- **Instruction 1**: In the case summary on The People v. Williams, what did the defendant use to buy Walmart gift cards?
- **Instruction 2**: Carry on the case summary on The People v. Williams, starting after its last sentence.

- **Source extract**:
------------------------------------

The People v. Williams
57 Cal. 4th 776
| Cal. | 2013Background
- Defendant Williams used re-encoded payment cards to buy Walmart gift cards; one cashier approved a $200 gift card then policy prohibited more such purchases.
- Security alerted, defendant provided receipts and cards; last four digits did not match receipt numbers, and he produced additional re-encoded cards that also failed to match.
- Defendant attempted to leave; he pushed a security guard, receipts dropped, and a brief struggle ensued; he was handcuffed after being wrestled to the ground.
- Recovered from Williams were four re-encoded payment cards and several gift cards; card numbers did not match the receipts, evidencing fraud.
- Williams was charged with multiple offenses including four counts of second degree robbery, burglary, fraudulent use of an access card, grand theft, and forgery; prior serious felony conviction alleged.
- Court of Appeal affirmed most convictions, reversed forgery counts for insufficient evidence, stayed burglary under section 654; Williams challenged four robbery convictions, arguing theft by false pretenses cannot satisfy felonious taking.

------------------------------------

- **Data provided**:
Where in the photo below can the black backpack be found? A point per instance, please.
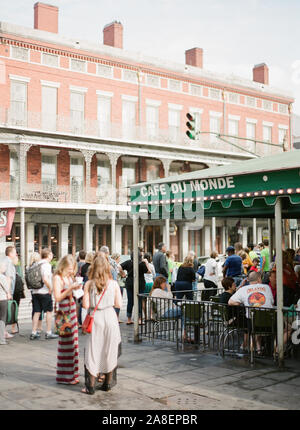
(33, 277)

------------------------------------

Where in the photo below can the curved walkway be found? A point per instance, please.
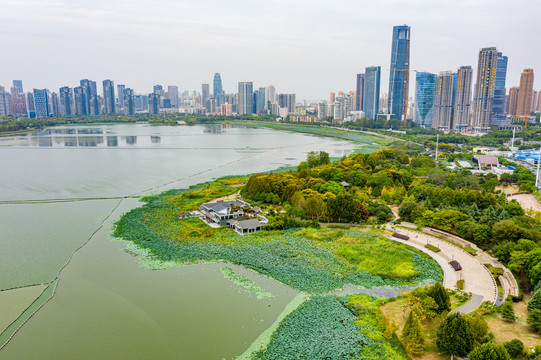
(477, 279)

------------------------------------

- **Written answer 1**: Re-encoded payment cards.

- **Written answer 2**:
Issues
| Issue | Plaintiff's Argument | Defendant's Argument | Held |
|---|---|---|---|
| Does felonious taking in robbery require larceny, not false pretenses? | People argues felonious taking can be true under false pretenses. | Williams argues robbery requires larceny; false pretenses cannot satisfy felonious taking. | Felonious taking requires larceny, not false pretenses. |
| Can theft by false pretenses satisfy the felonious taking element of robbery under §211? | People contends 490a and consolidated theft statute allow false pretenses to count as taking. | Williams contends false pretenses cannot be a felonious taking for robbery because no trespassory taking or asportation. | Theft by false pretenses cannot satisfy felonious taking for robbery. |
| What is the proper interpretation of 'felonious taking' in light of consolidated theft statutes and section 490a? | People maintains historical/common-law semantics support broader interpretation under consolidation and 490a. | Williams argues traditional larceny-focused interpretation should apply, not broad theft consolidation. | Felonious taking should be interpreted as larceny-based; not extended to theft by false pretenses. |
Key Cases Cited
- People v. Gomez, 43 Cal.4th 249 (2008) (larceny elements intertwined with robbery; asportation and force/fear considerations)
- People v. Estes, 147 Cal.App.3d 23 (1983) (robbery as continuing offense; force or fear to retain loot before safety)
- People v. Ashley, 42 Cal.2d 246 (1954) (consolidation of theft offenses; elements preserved under unified 'theft' statute)
- People v. Tufunga, 21 Cal.4th 935 (1999) (interpretation of 'felonious taking' and theft elements; history of robbery)
- Beaver v. People, 186 Cal.App.4th 107 (2010) (theft by false pretenses vs. larceny distinction; duties of trespass doctrine)
- Nguyen v. Superior Court, 40 Cal.App.4th 28 (1995) (section 490a applied to burglary; legislative intent to read 'larceny' as 'theft')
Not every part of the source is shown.